# Trecho da página

B.4.1. Controlando o Hardware

O núcleo tem, em primeiro lugar, a tarefa de controlar as partes do hardware, detectando-os, ligando-os quando o computador é ligado, e assim por diante. Também os torna disponíveis para o software de alto nível com uma interface de programação simplificada, para que os aplicativos possam tirar proveito de dispositivos sem ter que se preocupar com detalhes como em qual slot de extensão a placa opcional está conectada. A interface de programação também fornece uma camada de abstração; isso permite que o software de videoconferência, por exemplo, use uma webcam independentemente da sua marca e modelo. O software pode apenas usar a interface Vídeo for Linux (V4L), e o núcleo traduz as chamadas de função desta interface para os comandos de hardware reais necessários pela webcam específica em uso.
O núcleo (kernel) exporta muitos detalhes sobre o hardware detectado através dos sistemas de arquivos virtuais /proc/ e /sys/. Várias ferramentas resumem esses detalhes. Entre elas, o lspci (no pacote pciutils) lista os dispositivos PCI, lsusb (no pacote usbutils) lista os dispositivos USB e lspcmcia (no pacote pcmciautils) lista os cartões PCMCIA. Estas ferramentas são muito úteis para a identificação do modelo exato de um dispositivo. Esta identificação permite também pesquisas mais precisas na web, que por sua vez, levam a documentos mais relevantes.

# O que fazer
a – As afirmações abaixo concordam com o trecho sobre o controle do hardware pelo núcleo? (i) O lsusb faz parte do pacote usbutils. (ii) O núcleo exporta os detalhes do hardware detectado somente pelo sistema de arquivos /proc/. (iii) A interface de programação permite que um software de videoconferência use uma webcam de qualquer marca e modelo. Responda sim ou não a cada uma e cite as palavras do trecho que decidem a resposta.
b – No trecho sobre o controle do hardware pelo núcleo, qual ferramenta lista os cartões PCMCIA?
c – Prolongue o trecho sobre o controle do hardware pelo núcleo a partir do ponto em que ele termina.
O material não tem relação com o trecho da página.

# Conjunto de dados
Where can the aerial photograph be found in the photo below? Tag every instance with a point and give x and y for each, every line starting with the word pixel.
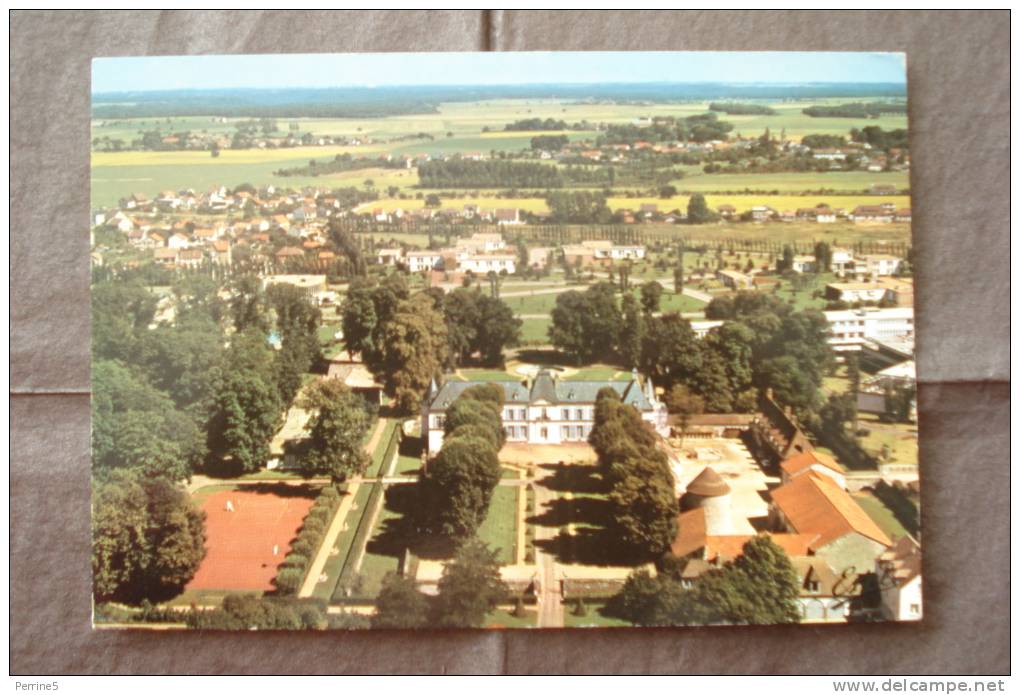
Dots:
pixel 502 341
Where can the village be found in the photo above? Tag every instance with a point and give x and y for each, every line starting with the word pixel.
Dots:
pixel 844 512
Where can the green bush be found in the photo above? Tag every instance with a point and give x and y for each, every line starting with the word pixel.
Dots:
pixel 313 526
pixel 296 560
pixel 289 580
pixel 302 547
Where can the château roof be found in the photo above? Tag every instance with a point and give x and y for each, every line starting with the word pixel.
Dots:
pixel 550 390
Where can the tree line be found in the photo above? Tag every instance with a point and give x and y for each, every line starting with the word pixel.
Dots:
pixel 407 340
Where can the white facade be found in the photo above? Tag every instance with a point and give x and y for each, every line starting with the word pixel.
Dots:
pixel 852 329
pixel 617 252
pixel 877 264
pixel 547 411
pixel 417 261
pixel 481 264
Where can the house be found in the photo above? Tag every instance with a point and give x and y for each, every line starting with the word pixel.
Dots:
pixel 310 284
pixel 803 263
pixel 505 215
pixel 177 241
pixel 872 214
pixel 829 154
pixel 899 571
pixel 840 260
pixel 423 260
pixel 538 256
pixel 220 252
pixel 824 595
pixel 622 251
pixel 289 253
pixel 546 410
pixel 846 536
pixel 850 330
pixel 816 461
pixel 120 221
pixel 190 257
pixel 483 263
pixel 356 377
pixel 821 213
pixel 165 256
pixel 877 264
pixel 389 256
pixel 702 328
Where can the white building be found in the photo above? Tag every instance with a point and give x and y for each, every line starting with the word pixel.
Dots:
pixel 482 263
pixel 803 263
pixel 843 259
pixel 853 328
pixel 702 328
pixel 899 571
pixel 546 411
pixel 389 256
pixel 877 264
pixel 423 260
pixel 623 251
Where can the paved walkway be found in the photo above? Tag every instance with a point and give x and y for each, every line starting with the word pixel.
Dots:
pixel 550 598
pixel 337 525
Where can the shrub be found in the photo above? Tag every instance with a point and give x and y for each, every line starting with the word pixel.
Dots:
pixel 312 526
pixel 289 580
pixel 296 560
pixel 302 547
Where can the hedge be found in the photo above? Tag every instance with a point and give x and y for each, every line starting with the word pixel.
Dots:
pixel 306 546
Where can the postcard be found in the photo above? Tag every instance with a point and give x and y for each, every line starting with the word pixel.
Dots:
pixel 502 340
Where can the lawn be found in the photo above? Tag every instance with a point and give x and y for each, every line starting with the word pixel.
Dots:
pixel 375 565
pixel 881 514
pixel 378 454
pixel 537 303
pixel 534 331
pixel 901 439
pixel 335 562
pixel 499 530
pixel 593 617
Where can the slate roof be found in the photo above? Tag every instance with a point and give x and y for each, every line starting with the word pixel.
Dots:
pixel 546 388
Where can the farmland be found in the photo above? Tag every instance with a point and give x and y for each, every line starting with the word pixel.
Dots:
pixel 457 128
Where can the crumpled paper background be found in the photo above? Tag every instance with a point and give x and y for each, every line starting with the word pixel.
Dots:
pixel 958 70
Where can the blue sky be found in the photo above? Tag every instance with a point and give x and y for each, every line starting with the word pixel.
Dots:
pixel 368 69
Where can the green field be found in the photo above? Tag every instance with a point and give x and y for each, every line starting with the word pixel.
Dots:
pixel 534 331
pixel 881 514
pixel 499 531
pixel 116 175
pixel 335 561
pixel 792 182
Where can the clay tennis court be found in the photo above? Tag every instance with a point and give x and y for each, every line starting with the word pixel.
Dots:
pixel 240 543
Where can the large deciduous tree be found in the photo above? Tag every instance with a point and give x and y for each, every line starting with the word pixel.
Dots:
pixel 411 350
pixel 148 539
pixel 247 405
pixel 337 431
pixel 469 588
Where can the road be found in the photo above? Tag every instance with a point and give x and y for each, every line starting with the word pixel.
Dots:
pixel 550 595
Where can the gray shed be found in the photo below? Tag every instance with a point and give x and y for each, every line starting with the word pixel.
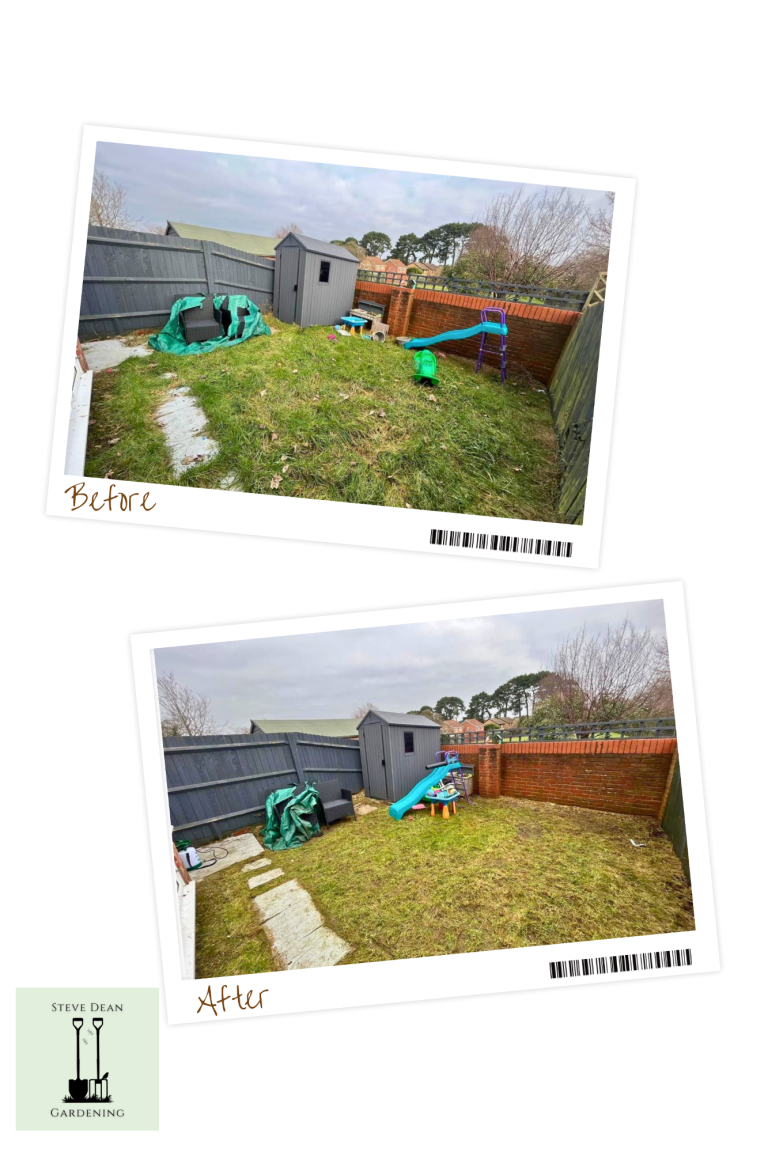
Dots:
pixel 395 750
pixel 314 281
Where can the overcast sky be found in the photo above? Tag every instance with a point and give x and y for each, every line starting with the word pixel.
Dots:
pixel 326 201
pixel 327 675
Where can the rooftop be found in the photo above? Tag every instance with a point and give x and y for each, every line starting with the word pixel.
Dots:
pixel 260 245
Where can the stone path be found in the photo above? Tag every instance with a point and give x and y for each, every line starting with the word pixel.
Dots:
pixel 103 354
pixel 183 424
pixel 295 929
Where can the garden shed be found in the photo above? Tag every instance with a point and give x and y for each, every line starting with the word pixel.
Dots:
pixel 314 281
pixel 395 750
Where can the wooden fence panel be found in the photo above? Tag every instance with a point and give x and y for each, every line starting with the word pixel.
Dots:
pixel 571 394
pixel 215 785
pixel 131 279
pixel 674 820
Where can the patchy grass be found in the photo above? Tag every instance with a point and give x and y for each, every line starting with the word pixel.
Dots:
pixel 503 873
pixel 337 421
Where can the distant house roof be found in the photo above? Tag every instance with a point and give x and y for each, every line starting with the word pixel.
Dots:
pixel 260 245
pixel 319 245
pixel 405 718
pixel 347 728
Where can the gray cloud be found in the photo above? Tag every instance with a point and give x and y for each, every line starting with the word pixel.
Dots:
pixel 327 201
pixel 398 667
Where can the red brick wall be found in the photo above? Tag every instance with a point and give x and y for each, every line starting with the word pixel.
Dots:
pixel 618 775
pixel 534 340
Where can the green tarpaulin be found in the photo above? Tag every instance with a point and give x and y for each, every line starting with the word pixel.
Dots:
pixel 172 338
pixel 293 827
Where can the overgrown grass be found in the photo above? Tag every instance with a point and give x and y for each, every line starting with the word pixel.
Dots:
pixel 503 873
pixel 336 421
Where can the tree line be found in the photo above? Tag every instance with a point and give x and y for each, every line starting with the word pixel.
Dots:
pixel 445 244
pixel 621 673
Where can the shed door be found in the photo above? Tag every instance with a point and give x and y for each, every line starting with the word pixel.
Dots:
pixel 375 762
pixel 288 285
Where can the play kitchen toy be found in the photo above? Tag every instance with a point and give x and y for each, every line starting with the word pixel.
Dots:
pixel 99 1089
pixel 443 786
pixel 77 1088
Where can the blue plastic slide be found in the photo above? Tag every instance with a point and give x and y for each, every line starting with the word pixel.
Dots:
pixel 401 806
pixel 459 334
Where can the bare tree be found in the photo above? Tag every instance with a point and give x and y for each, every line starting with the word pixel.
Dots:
pixel 531 239
pixel 594 258
pixel 620 674
pixel 182 711
pixel 109 206
pixel 286 228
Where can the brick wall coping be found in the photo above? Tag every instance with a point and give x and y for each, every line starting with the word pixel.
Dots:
pixel 527 311
pixel 575 747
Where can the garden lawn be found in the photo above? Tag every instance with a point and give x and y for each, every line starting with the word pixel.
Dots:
pixel 296 414
pixel 502 873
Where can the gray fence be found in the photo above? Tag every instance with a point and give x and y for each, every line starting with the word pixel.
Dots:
pixel 215 785
pixel 571 394
pixel 131 278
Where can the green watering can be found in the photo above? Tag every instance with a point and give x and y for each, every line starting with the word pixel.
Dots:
pixel 426 365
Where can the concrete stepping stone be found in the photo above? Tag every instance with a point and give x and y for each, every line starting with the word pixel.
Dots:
pixel 279 899
pixel 238 849
pixel 183 424
pixel 322 949
pixel 265 877
pixel 295 929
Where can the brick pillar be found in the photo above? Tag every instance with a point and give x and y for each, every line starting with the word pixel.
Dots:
pixel 398 312
pixel 81 357
pixel 489 771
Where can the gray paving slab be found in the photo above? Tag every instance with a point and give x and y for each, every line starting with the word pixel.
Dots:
pixel 278 899
pixel 322 948
pixel 265 877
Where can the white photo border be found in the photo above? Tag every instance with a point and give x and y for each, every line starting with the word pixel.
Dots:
pixel 367 525
pixel 402 980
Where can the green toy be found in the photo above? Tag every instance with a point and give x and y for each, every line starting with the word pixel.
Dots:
pixel 426 365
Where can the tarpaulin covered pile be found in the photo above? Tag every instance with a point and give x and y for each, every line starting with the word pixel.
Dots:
pixel 172 338
pixel 291 827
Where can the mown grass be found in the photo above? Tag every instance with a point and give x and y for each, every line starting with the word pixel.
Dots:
pixel 336 421
pixel 503 873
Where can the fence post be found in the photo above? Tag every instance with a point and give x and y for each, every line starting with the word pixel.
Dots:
pixel 398 312
pixel 293 744
pixel 207 259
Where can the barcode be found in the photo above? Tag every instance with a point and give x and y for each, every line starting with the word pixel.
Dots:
pixel 501 543
pixel 639 962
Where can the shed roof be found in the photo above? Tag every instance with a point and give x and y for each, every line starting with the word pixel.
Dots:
pixel 312 727
pixel 401 718
pixel 320 245
pixel 260 245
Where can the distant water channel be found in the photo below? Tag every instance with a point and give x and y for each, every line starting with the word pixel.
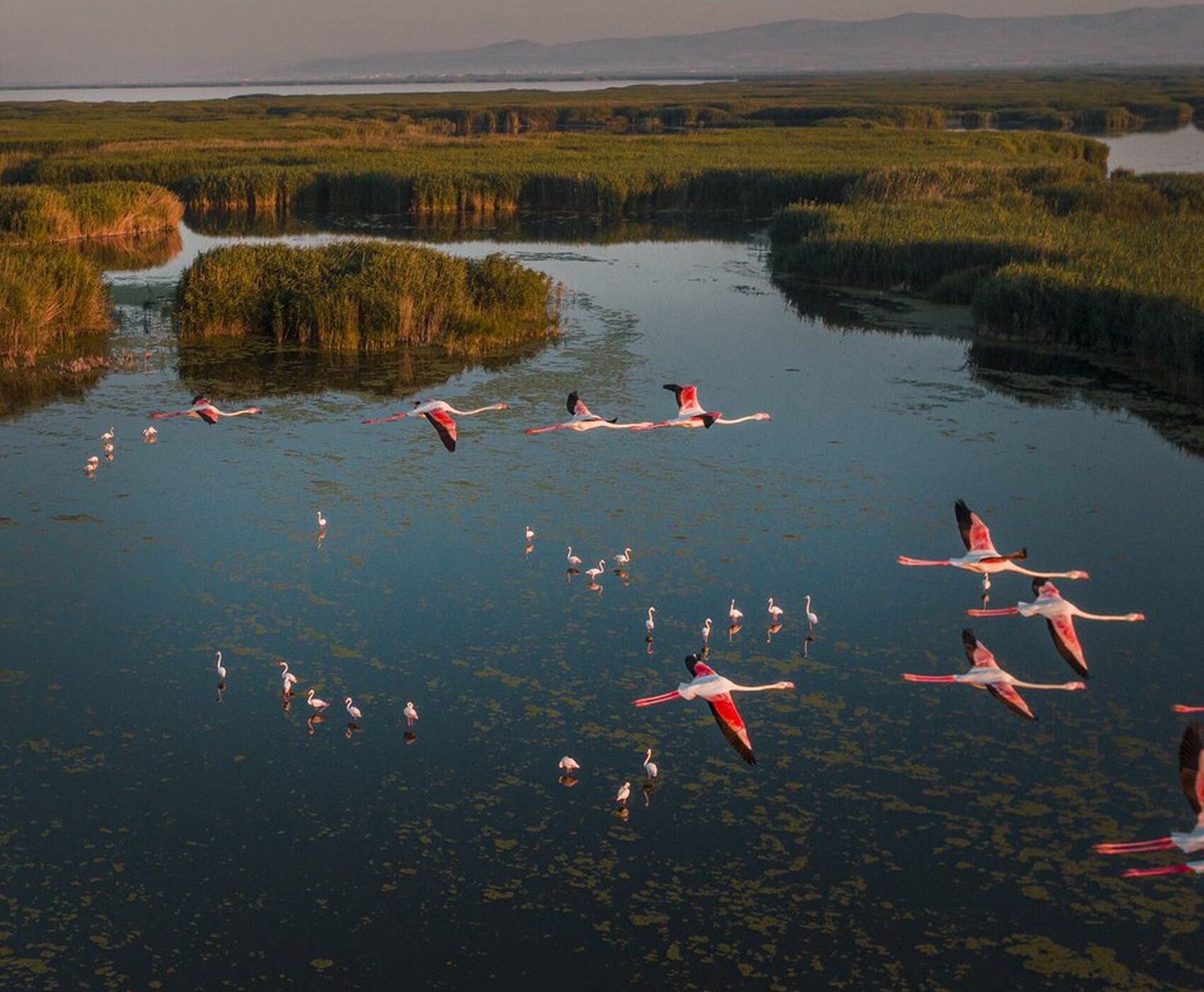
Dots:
pixel 163 831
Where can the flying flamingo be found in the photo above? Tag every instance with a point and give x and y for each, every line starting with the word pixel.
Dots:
pixel 987 675
pixel 980 554
pixel 423 407
pixel 287 677
pixel 204 410
pixel 584 420
pixel 1059 616
pixel 710 685
pixel 812 618
pixel 690 411
pixel 1191 778
pixel 650 766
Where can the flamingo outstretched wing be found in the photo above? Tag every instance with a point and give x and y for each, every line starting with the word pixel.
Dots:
pixel 975 535
pixel 443 425
pixel 1066 640
pixel 1011 699
pixel 1191 768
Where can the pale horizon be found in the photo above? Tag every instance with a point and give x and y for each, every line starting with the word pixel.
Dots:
pixel 63 43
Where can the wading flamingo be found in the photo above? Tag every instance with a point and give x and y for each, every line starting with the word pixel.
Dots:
pixel 812 618
pixel 1059 616
pixel 987 675
pixel 204 410
pixel 980 554
pixel 287 677
pixel 584 420
pixel 710 685
pixel 1191 778
pixel 650 766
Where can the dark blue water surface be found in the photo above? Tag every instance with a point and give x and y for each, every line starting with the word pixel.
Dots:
pixel 156 835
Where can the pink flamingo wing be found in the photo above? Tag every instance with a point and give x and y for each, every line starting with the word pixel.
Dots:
pixel 445 427
pixel 1066 640
pixel 1011 699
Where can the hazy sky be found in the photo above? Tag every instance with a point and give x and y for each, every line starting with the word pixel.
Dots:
pixel 164 40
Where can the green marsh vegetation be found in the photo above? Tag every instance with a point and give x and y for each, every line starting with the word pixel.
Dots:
pixel 365 295
pixel 1113 265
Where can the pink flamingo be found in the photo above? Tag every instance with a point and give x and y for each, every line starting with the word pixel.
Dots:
pixel 987 675
pixel 1191 778
pixel 710 685
pixel 1059 616
pixel 584 420
pixel 204 410
pixel 980 554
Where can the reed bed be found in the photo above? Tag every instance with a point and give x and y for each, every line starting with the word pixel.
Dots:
pixel 39 213
pixel 1078 265
pixel 48 295
pixel 365 295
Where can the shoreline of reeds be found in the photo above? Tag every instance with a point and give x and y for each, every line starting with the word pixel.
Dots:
pixel 358 295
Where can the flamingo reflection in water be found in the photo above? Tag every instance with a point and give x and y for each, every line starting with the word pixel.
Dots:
pixel 1191 779
pixel 1059 616
pixel 987 675
pixel 708 684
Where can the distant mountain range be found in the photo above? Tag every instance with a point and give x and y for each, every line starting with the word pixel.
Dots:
pixel 1140 36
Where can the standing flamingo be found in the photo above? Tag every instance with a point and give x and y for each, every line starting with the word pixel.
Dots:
pixel 980 554
pixel 987 675
pixel 583 420
pixel 204 410
pixel 1191 779
pixel 287 677
pixel 710 685
pixel 1059 616
pixel 650 766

# Problemas resolvidos
a –
(i) Sim: "lsusb (no pacote usbutils) lista os dispositivos USB".
(ii) Não: "através dos sistemas de arquivos virtuais /proc/ e /sys/".
(iii) Sim: "use uma webcam independentemente da sua marca e modelo".

b – O lspcmcia, do pacote pcmciautils.

c –
Exemplo B.1. Exemplo de informação provida pelo lspci e lsusb

$ lspci
[...]
00:00.0 Host bridge: Intel Corporation Xeon E3-1200 v6/7th Gen Core Processor Host Bridge/DRAM Registers (rev 05)
00:01.0 PCI bridge: Intel Corporation 6th-9th Gen Core Processor PCIe Controller (x16) (rev 05)
00:02.0 VGA compatible controller: Intel Corporation HD Graphics 630 (rev 04)
00:14.0 USB controller: Intel Corporation 100 Series/C230 Series Chipset Family USB 3.0 xHCI Controller (rev 31)
00:14.2 Signal processing controller: Intel Corporation 100 Series/C230 Series Chipset Family Thermal Subsystem (rev 31)
[...]
02:00.0 Network controller: Qualcomm Atheros QCA6174 802.11ac Wireless Network Adapter (rev 32)
03:00.0 Unassigned class [ff00]: Realtek Semiconductor Co., Ltd. RTL8411B PCI Express Card Reader (rev 01)
03:00.1 Ethernet controller: Realtek Semiconductor Co., Ltd. RTL8111/8168/8411 PCI Express Gigabit Ethernet Controller (rev 12)
04:00.0 Non-Volatile memory controller: Samsung Electronics Co Ltd NVMe SSD Controller SM981/PM981/PM983
$ lsusb
Bus 002 Device 001: ID 1d6b:0003 Linux Foundation 3.0 root hub
Bus 001 Device 003: ID 0bda:5621 Realtek Semiconductor Corp. HD WebCam
Bus 001 Device 002: ID 04ca:3016 Lite-On Technology Corp.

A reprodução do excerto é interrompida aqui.